[WHAT THE TASK ASKS]
In the month-by-month journal, take the part that opens with the words containing "June-learning my new" and closes with "life. Very hard.", and write it out again with "Missouri" swapped for "Kansas".

[PASSAGE PROVIDED]
——

June-learning my new job was difficult. I also decided the gluten was too hard on the road, so i went back making me sick, and with terrible mood swings. bad idea. Traveled to Missouri, North Carolina,South Padre Texas. Still trying to fit in with the team.

July-Texas to Ohio, to Virginia, to Missouri, to Colorado. Learned a very hard lesson in relationships. Once again, loved colorado. made some good friends on the team. Learned alot about Compassion International and Faith N. changed my life. She taught me how to love and I became more passionate about Compassion after seeing her life. Turned 21 in the beautiful mountains! Experienced true dislike and exclusion for the first time in my Christian life. Very hard.

August-still in Colorado, finally return home for a week and a half. Crack down on my Independent study class while trying ot visit family and friends. Take my sister to Houston and fly back to Chicago the next day. Depression sinks in. Classes start.

September-start nannying again, search for a second job. Student teaching for PCM begins. Fighting hard despression. Many a nights crying in my room. Classes pick up. Went off gluten again, and health improves significantly. Depression starts to fade, and with the help of wonderful friends and the Lord's guidance I make it through. Learned to forgive those who caused pain this summer. Joined Gospel choir.

——

[PROVIDED MATERIAL]
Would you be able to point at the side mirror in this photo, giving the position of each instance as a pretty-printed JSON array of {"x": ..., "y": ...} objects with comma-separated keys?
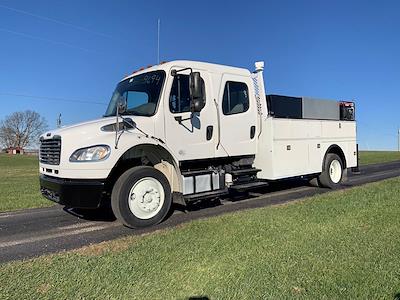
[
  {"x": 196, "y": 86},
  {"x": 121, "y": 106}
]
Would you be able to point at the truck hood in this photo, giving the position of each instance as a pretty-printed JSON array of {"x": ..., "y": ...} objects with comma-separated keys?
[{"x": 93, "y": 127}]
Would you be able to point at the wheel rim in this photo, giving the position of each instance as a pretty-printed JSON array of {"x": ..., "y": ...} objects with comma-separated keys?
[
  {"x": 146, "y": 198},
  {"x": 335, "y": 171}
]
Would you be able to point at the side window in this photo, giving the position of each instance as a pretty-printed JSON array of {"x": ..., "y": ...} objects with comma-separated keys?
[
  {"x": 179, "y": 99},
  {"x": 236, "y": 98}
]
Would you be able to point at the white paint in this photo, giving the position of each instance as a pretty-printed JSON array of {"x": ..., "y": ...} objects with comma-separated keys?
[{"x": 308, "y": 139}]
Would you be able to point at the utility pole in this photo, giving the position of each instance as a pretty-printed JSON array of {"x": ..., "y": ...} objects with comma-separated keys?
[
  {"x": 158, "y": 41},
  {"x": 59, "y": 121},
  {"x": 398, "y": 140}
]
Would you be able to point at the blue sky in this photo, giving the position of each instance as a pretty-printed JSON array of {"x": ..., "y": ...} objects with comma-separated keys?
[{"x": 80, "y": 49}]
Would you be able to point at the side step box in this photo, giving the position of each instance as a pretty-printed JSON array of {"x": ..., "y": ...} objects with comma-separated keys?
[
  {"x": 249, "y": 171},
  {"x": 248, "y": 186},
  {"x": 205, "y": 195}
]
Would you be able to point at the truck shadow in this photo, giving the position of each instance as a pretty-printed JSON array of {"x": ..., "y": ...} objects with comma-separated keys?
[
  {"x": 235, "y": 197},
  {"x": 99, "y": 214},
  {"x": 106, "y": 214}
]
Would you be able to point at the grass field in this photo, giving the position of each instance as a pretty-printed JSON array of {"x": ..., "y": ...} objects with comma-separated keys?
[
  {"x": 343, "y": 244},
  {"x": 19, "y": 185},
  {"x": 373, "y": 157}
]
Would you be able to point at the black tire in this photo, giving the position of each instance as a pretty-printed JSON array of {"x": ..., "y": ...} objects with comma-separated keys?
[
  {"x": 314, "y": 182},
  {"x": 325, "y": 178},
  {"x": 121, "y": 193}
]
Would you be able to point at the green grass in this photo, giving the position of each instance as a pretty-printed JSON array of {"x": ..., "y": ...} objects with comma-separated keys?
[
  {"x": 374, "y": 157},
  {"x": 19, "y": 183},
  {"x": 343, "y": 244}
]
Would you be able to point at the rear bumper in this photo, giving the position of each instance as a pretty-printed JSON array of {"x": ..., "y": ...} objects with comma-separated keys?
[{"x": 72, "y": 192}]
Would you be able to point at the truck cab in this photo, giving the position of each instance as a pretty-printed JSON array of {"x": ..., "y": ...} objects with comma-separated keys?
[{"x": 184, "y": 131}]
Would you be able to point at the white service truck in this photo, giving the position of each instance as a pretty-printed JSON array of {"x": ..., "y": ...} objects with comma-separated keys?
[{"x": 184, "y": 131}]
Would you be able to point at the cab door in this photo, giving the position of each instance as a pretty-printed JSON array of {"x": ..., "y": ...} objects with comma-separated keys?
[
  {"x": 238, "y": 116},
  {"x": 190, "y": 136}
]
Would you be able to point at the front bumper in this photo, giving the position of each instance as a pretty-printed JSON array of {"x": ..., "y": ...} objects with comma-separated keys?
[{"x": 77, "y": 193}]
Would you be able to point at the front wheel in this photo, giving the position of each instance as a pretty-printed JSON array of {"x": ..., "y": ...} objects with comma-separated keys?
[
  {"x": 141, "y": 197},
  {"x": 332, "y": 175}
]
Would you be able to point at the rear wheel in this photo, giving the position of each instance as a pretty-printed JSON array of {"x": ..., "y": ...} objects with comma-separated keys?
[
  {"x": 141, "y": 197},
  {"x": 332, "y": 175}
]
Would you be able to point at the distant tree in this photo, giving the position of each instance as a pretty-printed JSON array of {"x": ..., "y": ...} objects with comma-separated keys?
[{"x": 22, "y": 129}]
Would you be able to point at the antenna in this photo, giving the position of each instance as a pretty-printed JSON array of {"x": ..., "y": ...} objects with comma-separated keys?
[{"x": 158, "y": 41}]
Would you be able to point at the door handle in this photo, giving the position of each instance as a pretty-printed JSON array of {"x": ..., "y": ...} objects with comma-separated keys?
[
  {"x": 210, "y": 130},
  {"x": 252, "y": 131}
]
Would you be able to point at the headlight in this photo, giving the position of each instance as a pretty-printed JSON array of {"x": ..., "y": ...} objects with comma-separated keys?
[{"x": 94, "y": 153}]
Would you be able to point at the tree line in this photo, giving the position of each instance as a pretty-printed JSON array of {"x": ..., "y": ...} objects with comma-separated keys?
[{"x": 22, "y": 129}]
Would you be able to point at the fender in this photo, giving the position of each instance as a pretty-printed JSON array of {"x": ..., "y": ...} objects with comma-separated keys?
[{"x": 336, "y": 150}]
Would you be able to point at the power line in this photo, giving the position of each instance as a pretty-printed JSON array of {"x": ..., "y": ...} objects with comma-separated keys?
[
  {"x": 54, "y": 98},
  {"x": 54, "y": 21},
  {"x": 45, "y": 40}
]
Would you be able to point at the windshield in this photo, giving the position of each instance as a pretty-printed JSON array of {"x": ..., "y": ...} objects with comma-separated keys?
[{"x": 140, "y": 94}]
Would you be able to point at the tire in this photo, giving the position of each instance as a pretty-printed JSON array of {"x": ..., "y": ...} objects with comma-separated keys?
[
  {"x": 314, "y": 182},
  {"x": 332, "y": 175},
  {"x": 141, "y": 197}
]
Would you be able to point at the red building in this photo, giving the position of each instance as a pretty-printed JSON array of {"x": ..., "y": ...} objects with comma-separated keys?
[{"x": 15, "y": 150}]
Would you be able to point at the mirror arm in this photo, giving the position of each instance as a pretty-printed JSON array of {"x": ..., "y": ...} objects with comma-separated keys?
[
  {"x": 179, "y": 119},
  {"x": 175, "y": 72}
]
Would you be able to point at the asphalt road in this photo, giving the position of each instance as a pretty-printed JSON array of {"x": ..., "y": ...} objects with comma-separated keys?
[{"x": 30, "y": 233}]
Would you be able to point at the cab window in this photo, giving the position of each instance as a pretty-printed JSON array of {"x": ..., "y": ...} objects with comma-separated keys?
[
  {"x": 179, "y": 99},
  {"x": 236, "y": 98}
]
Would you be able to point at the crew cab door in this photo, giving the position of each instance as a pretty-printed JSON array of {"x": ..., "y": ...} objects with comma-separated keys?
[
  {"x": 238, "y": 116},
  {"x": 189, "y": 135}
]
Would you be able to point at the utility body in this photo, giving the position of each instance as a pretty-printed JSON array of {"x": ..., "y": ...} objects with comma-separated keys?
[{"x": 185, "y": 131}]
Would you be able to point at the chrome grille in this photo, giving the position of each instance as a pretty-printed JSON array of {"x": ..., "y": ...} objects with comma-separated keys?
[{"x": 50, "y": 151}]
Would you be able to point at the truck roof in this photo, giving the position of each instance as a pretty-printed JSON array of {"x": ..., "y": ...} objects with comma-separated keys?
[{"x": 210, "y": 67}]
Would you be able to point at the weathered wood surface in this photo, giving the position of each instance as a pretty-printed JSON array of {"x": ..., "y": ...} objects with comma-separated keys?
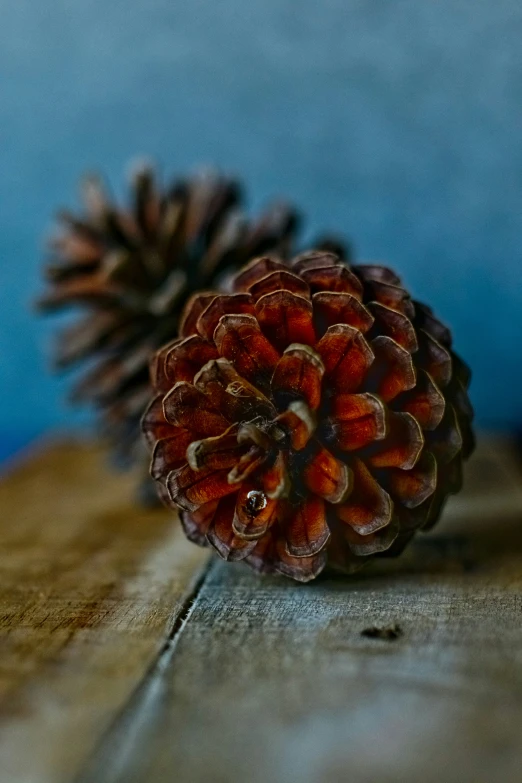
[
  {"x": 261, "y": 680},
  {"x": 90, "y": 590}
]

——

[RESULT OF THE EXERCISE]
June-learning my new job was difficult. I also decided the gluten was too hard on the road, so i went back making me sick, and with terrible mood swings. bad idea. Traveled to Kansas, North Carolina,South Padre Texas. Still trying to fit in with the team.

July-Texas to Ohio, to Virginia, to Kansas, to Colorado. Learned a very hard lesson in relationships. Once again, loved colorado. made some good friends on the team. Learned alot about Compassion International and Faith N. changed my life. She taught me how to love and I became more passionate about Compassion after seeing her life. Turned 21 in the beautiful mountains! Experienced true dislike and exclusion for the first time in my Christian life. Very hard.